**Required work**: Repeat the entries below, switching every "keypoint" to "marker" and leaving everything else as it is.
--- start of Data shown ---
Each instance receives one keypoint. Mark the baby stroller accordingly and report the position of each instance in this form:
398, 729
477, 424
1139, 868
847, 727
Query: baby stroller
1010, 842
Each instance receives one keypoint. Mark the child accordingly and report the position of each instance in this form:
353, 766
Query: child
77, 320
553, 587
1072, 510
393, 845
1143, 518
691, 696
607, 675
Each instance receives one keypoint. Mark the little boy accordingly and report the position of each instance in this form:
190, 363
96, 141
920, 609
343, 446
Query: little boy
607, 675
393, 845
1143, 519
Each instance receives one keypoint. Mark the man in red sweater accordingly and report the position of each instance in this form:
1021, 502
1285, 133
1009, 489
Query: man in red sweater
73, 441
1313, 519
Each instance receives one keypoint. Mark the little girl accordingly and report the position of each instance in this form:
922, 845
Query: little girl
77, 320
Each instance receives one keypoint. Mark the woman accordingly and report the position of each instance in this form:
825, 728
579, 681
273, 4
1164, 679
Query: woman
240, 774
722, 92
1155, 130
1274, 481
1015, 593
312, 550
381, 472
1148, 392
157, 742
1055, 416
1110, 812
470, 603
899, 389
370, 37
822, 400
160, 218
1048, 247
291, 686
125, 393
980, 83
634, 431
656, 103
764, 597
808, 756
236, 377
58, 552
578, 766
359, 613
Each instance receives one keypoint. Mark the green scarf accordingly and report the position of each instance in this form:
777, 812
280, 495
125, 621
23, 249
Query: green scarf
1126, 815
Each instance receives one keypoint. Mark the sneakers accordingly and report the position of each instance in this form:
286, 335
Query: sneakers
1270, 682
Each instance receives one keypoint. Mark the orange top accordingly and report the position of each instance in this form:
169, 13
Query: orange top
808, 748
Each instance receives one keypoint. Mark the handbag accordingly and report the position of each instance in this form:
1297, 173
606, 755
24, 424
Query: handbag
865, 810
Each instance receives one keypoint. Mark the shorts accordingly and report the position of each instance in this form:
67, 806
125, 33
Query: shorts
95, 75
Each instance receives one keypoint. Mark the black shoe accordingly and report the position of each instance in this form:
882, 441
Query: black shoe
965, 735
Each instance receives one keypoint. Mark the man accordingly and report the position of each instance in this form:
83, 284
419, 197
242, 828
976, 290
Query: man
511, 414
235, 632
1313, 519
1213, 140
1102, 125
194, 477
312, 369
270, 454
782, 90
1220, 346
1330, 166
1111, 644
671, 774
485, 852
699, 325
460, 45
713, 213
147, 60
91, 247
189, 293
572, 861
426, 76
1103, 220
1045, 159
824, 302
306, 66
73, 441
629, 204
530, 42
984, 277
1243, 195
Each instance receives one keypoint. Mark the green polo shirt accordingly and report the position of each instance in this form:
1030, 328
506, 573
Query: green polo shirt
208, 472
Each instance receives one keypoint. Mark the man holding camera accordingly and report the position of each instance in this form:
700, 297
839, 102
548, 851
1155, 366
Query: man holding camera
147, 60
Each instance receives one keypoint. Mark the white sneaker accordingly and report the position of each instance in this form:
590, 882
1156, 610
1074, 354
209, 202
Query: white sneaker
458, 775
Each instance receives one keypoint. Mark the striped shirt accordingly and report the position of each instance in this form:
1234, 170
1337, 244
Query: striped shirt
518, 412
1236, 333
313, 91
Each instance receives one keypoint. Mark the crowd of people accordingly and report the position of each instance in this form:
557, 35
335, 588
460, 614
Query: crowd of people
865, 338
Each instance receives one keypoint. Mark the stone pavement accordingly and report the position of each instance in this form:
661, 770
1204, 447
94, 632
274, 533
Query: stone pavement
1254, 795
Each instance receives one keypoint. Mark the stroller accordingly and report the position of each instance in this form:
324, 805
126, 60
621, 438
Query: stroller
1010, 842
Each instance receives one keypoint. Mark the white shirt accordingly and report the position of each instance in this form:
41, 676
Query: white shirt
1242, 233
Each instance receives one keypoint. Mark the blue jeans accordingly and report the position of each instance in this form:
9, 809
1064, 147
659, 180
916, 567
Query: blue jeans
--- end of Data shown ---
**Response below**:
Each instance receives one marker. Mark the baby stroller accordingly and report the position of each instance in this form:
398, 729
477, 424
1139, 868
847, 727
Query: baby stroller
1010, 842
Each instance receives one marker. Mark the child accordingly and report the position of each instance in this form:
353, 766
Query: child
77, 320
553, 587
1072, 510
393, 845
1143, 518
691, 696
607, 675
Each instance receives one marker. Mark the little boy accordingly and report the position of each instance in this form:
190, 363
96, 141
920, 609
343, 446
Query: little boy
607, 675
393, 845
1143, 519
Each instance receives one marker. Mark the man in red sweater accordingly and report the position of each instance in this form:
1021, 502
1285, 133
1009, 489
Query: man in red sweater
73, 441
1313, 519
Each instance receives one marker. Mark the little girl accordingly and report the position of each instance in this form:
922, 845
Query: little girl
77, 320
Each instance receives one marker. Mark the woman accordingly and report the position of each instance in this form:
825, 728
579, 681
273, 4
1164, 679
Query: woman
240, 774
722, 92
1155, 130
1274, 481
1015, 593
312, 550
381, 472
1148, 392
157, 742
1055, 416
1110, 812
470, 603
899, 389
370, 37
822, 400
160, 218
1048, 247
291, 686
125, 393
980, 83
634, 431
656, 103
764, 597
808, 756
236, 377
58, 552
578, 766
359, 613
Each instance receives one marker. Mark the green scarf accordingly and report the position of each instance in this form:
777, 812
280, 495
125, 621
23, 249
Query: green scarf
1126, 815
Each instance receives one marker. Mark the sneakers accordingly and report the position of each instance in this form:
286, 335
Query: sneakers
1270, 682
Each instance receives one marker. Mark the orange top accordingly and report the position of each instance in this form:
169, 13
Query: orange top
808, 748
Each instance receives one marker. Mark the handbag accordingly and report the position of each instance in this form:
1297, 173
606, 755
24, 424
Query: handbag
865, 810
Each instance receives one marker. Mark the shorts accordingly and report the position of each instance in this form:
67, 806
125, 33
Query: shorts
95, 75
Each instance receives one marker. Mark the black shoe accordingly and report the position of each instance in this form:
882, 441
Query: black shoe
965, 735
Each instance receives one marker. Mark the man accordingly and report the position of each instance in this form:
83, 284
419, 197
242, 828
976, 290
Query: man
511, 414
235, 632
1313, 519
1213, 140
1102, 125
194, 477
312, 369
270, 454
782, 90
1220, 346
1330, 166
1111, 644
671, 774
485, 852
699, 325
460, 45
713, 213
147, 60
91, 247
189, 293
572, 861
426, 76
1103, 220
1045, 159
824, 302
306, 66
73, 441
629, 204
530, 42
984, 277
1243, 195
Each instance receives one marker. Mark the green polo shirt accordingly and report the position of each instance in this form:
1030, 328
506, 573
Query: green polo shirt
208, 472
Each instance receives one marker. Mark the man holding camera accordingly and report the position of each instance in this form:
700, 297
839, 102
548, 851
1155, 366
Query: man holding camera
147, 60
Each instance receives one marker. Mark the white sneaker accordingly and report the position of each instance in this form:
590, 882
1156, 610
1074, 354
209, 202
Query: white sneaker
458, 775
Each instance receives one marker. Mark the striped shirt accordingly and report the position of each instance in this form:
1234, 170
1337, 244
Query: striped shirt
518, 412
1236, 333
313, 91
Each instance receives one marker. Mark the crowd of people accordingly and report the position of each instance in this form:
557, 35
335, 588
460, 614
Query: crowd of people
865, 338
Each instance receives one marker. Mark the stone pavement accordingly and report the position of each instance in this form:
661, 770
1204, 447
94, 632
274, 533
Query: stone pavement
1254, 795
Each instance receives one marker. Mark the stroller accordingly and report the position of each instance in this form:
324, 805
126, 60
621, 438
Query: stroller
1010, 842
Each instance receives one marker. Mark the white shirt accordingly and report the position of each instance in this form:
41, 676
Query: white shirt
1242, 233
Each instance receives one marker. Mark the blue jeans accordingly and report the position of each instance in this form:
9, 809
1064, 147
659, 180
916, 567
Query: blue jeans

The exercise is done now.